**Exercise details**
Please recast every line of the entries below as a JSON list of strings, one string per line, with blank lines left out. Leave the pictures out of your answer.

######

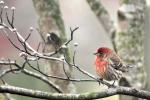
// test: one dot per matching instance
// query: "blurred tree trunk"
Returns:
(129, 42)
(147, 48)
(50, 20)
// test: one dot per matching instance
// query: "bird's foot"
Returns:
(112, 85)
(99, 80)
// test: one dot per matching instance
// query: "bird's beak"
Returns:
(95, 53)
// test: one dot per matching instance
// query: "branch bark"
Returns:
(86, 96)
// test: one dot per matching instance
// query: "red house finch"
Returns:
(109, 65)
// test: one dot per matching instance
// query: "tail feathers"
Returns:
(125, 68)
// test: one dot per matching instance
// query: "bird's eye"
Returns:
(100, 54)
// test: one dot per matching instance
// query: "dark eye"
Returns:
(100, 54)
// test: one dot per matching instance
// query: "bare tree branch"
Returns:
(86, 96)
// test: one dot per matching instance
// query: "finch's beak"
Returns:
(95, 53)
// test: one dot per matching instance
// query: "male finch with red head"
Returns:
(109, 65)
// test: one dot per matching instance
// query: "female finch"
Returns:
(109, 65)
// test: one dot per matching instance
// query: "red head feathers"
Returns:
(104, 50)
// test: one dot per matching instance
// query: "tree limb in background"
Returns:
(104, 18)
(83, 96)
(51, 26)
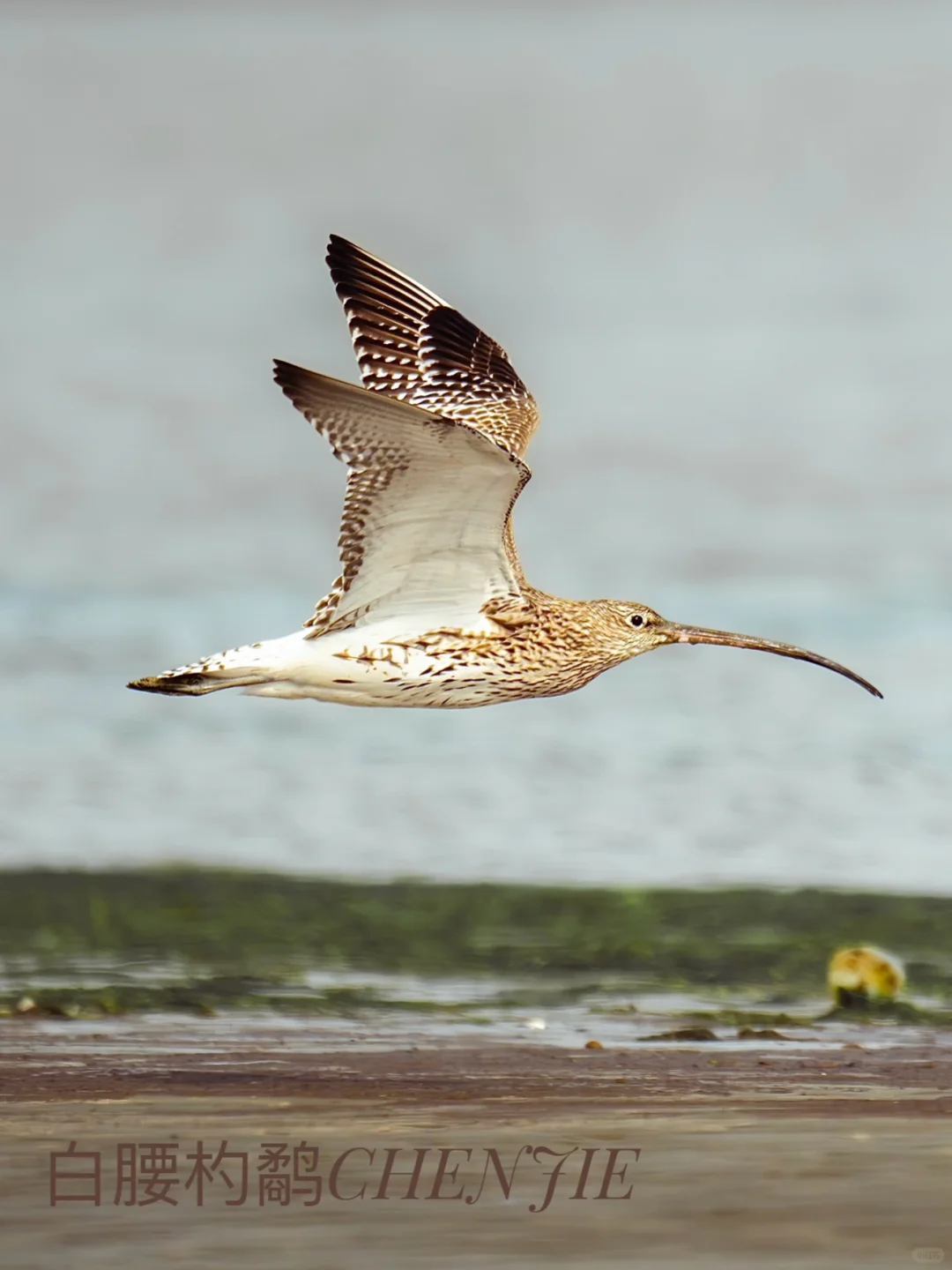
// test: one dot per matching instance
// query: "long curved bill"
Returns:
(680, 634)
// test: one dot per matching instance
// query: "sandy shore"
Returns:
(735, 1154)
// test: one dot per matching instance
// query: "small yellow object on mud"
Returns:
(865, 972)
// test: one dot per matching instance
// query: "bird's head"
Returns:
(637, 629)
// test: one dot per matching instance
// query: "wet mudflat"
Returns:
(809, 1152)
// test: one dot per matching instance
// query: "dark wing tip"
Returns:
(292, 380)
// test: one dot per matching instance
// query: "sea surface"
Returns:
(715, 240)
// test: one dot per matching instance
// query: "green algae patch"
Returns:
(247, 923)
(206, 998)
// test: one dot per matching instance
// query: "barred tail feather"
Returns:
(238, 669)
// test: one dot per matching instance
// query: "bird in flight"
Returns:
(432, 606)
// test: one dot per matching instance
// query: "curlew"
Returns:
(432, 606)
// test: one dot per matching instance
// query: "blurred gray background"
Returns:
(715, 239)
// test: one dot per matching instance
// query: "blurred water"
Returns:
(715, 240)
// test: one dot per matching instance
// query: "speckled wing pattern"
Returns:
(412, 346)
(426, 505)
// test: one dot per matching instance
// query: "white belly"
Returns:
(372, 667)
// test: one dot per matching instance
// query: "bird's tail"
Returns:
(236, 669)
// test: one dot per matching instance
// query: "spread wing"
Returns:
(414, 347)
(426, 507)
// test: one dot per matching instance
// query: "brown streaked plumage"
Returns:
(432, 608)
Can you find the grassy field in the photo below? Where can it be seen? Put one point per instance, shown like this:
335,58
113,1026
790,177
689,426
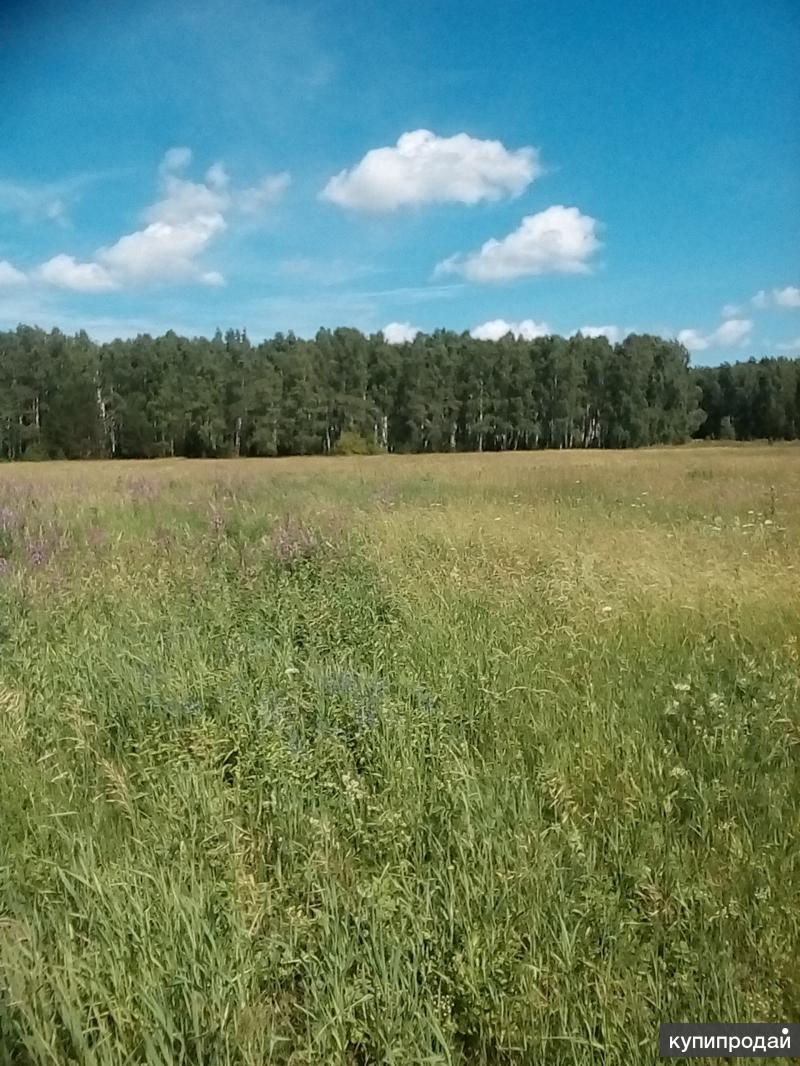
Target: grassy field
450,759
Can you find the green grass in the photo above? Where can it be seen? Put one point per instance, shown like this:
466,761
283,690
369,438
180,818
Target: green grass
465,760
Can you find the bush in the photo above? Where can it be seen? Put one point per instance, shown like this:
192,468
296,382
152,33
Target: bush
355,443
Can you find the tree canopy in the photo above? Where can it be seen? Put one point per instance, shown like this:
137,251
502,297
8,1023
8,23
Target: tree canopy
68,397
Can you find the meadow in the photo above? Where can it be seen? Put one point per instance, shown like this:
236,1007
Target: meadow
469,759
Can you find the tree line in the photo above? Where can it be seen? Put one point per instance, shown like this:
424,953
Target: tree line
67,397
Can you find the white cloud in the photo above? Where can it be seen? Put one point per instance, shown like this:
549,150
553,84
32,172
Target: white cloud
253,200
399,333
527,329
175,159
32,203
612,334
558,240
761,300
179,228
10,275
788,296
66,273
731,333
426,168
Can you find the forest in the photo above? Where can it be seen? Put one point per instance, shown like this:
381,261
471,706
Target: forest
66,397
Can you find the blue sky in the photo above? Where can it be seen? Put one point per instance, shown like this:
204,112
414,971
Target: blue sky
547,164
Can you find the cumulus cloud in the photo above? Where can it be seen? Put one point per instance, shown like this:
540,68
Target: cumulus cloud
254,200
33,203
527,329
426,168
788,296
10,275
612,334
558,240
66,273
178,229
731,333
399,333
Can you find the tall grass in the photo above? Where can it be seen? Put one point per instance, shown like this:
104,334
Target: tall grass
446,760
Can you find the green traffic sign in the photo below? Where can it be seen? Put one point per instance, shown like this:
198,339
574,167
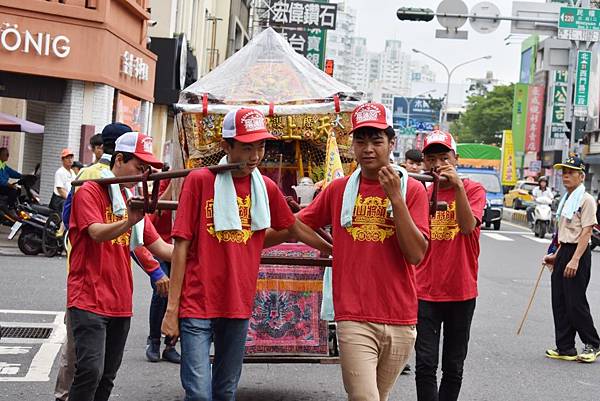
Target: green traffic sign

######

**Full response**
[
  "// test: one dot per matching instance",
  "// query: \"blurred tree trunk\"",
  "Returns:",
  "(129, 42)",
  "(147, 48)",
  "(50, 20)",
  "// test: one dot per matching instance",
  "// query: \"bird's foot\"",
  "Returns:",
  "(112, 85)",
  "(99, 80)",
  "// test: one dot per matching instance",
  "// query: \"bird's beak\"",
  "Returns:",
  "(95, 53)",
  "// test: one dot per matching instance",
  "// query: \"branch bark\"",
  "Returns:",
  "(86, 96)",
  "// test: one dot per matching instance",
  "// query: \"red house finch\"",
  "Returns:",
  "(109, 65)",
  "// test: one dot per matching instance",
  "// query: \"tail feathers\"",
  "Returns:",
  "(125, 68)",
  "// test: one dot per matching instance",
  "// query: \"bird's eye\"",
  "Returns:",
  "(100, 54)",
  "// test: one dot per matching instance",
  "// query: \"dark eye\"",
  "Returns:",
  "(100, 54)",
  "// test: one dot per matching instance",
  "// query: \"bare tree branch\"",
  "Returns:",
  "(86, 96)",
  "// test: one dot per matching instance",
  "// query: \"finch's beak\"",
  "Returns:",
  "(95, 53)",
  "// test: one dot per matching instance",
  "// query: \"male finch with red head\"",
  "Returns:",
  "(109, 65)",
  "// test: one dot per matching instance",
  "// query: \"female finch\"",
  "Returns:",
  "(109, 65)",
  "// test: one dot per matching instance",
  "// query: \"red head feathers\"",
  "Returns:",
  "(104, 50)",
  "// test: one dot per matching instance",
  "// query: \"tree limb in background\"",
  "Returns:",
  "(104, 18)",
  "(83, 96)",
  "(51, 26)",
  "// test: one dot per matching instance",
  "// query: \"long curved bill\"",
  "Returns:",
  "(680, 634)",
  "// test: one dot per matching instance",
  "// query: \"sandy shore\"",
  "Returns:",
  "(735, 1154)",
  "// test: one dot per matching instance",
  "// query: \"small yellow object on mud\"",
  "Returns:",
  "(865, 972)",
  "// test: one dot per matching instance",
  "// query: \"bird's head\"",
  "Returns:",
  "(637, 629)",
  "// test: one dot per matching instance",
  "// query: \"wet mudflat\"",
  "Returns:",
  "(809, 1152)",
  "// test: one dot per matching instance",
  "// query: \"dark wing tip\"",
  "Returns:",
  "(292, 380)",
  "// test: one dot per matching instance",
  "// query: \"sea surface\"",
  "Returns:",
  "(715, 240)",
  "// test: one dot per matching instance",
  "// query: \"green algae patch\"",
  "Returns:",
  "(247, 923)",
  "(206, 998)",
  "// test: one dot per matching instance",
  "// query: \"barred tail feather\"",
  "Returns:",
  "(238, 669)",
  "// test: one dot per matching instance",
  "// query: \"bird in flight\"",
  "Returns:",
  "(432, 606)",
  "// test: one dot per matching instance",
  "// query: \"curlew\"",
  "Returns:",
  "(432, 606)",
  "// test: one dot per matching instance",
  "// query: \"blurred gray background\"",
  "Returns:",
  "(715, 239)",
  "// test: one dot per matching instance",
  "// query: \"blurred water\"",
  "Returns:",
  "(715, 240)",
  "// test: one dot per matching instance",
  "// query: \"speckled wing pattern\"",
  "Returns:",
  "(412, 346)",
  "(426, 505)",
  "// test: one dot per matching instance",
  "// query: \"white belly\"",
  "Returns:",
  "(372, 667)",
  "// test: one dot per matching instance",
  "// query: \"bird's tail\"",
  "Returns:",
  "(236, 669)",
  "// test: one dot per matching instance",
  "// query: \"spread wing\"",
  "Returns:",
  "(414, 347)",
  "(426, 507)",
  "// test: one dot per matching instance",
  "// query: \"brown streaked plumage\"",
  "Returns:",
  "(432, 608)",
  "Can you find the grassy field in the photo below? Where can it be seen? Put one point per instance, shown like this:",
  "335,58",
  "113,1026",
  "790,177",
  "689,426",
  "Target: grassy field",
  "450,759",
  "Can you find the green grass in the photo above? Where can it be seen? Put one point per instance, shown like this:",
  "466,761",
  "283,690",
  "369,438",
  "180,818",
  "Target: green grass",
  "465,760",
  "Can you find the bush in the photo above? Where can it be seen? Put one point per instance, shown like this:",
  "192,468",
  "296,382",
  "152,33",
  "Target: bush",
  "355,443",
  "Can you find the tree canopy in the photo above? Where can it be seen? Put one point per instance, shown like this:",
  "137,251",
  "502,297",
  "8,1023",
  "8,23",
  "Target: tree canopy",
  "68,397",
  "Can you find the meadow in the photo above? Where can it be seen? Put one point per instance, shown like this:",
  "236,1007",
  "Target: meadow",
  "469,759",
  "Can you find the tree line in the photo above? Where can it be seen? Put one point per instance, shown like this:",
  "424,953",
  "Target: tree line",
  "67,397",
  "Can you find the white cloud in the photo above? Where can it be seen? Put one point per instance, shown like this:",
  "549,150",
  "553,84",
  "32,172",
  "Target: white cloud",
  "253,200",
  "399,333",
  "527,329",
  "175,159",
  "32,203",
  "612,334",
  "558,240",
  "761,300",
  "179,228",
  "10,275",
  "788,296",
  "66,273",
  "731,333",
  "426,168",
  "Can you find the forest in the photo above? Where can it be seen? Put one point per instance, shown like this:",
  "381,261",
  "471,706",
  "Target: forest",
  "66,397",
  "Can you find the blue sky in the photo above? Where can it be seen? Put one point per instance, shown like this:",
  "204,112",
  "414,971",
  "Target: blue sky",
  "547,164",
  "Can you find the cumulus cloud in the photo above? Where can it be seen? Put one point per instance, shown like this:",
  "540,68",
  "Target: cumulus cloud",
  "254,200",
  "33,203",
  "527,329",
  "426,168",
  "788,296",
  "10,275",
  "612,334",
  "558,240",
  "66,273",
  "178,229",
  "731,333",
  "399,333",
  "Can you find the tall grass in the photo above? Where can it be seen? Put one point per instance, shown like this:",
  "104,334",
  "Target: tall grass",
  "446,760",
  "Can you find the green traffic sign in the photo below? Where can it be seen? Put one point per instance, shown like this:",
  "198,339",
  "574,167",
  "Target: green traffic sign"
]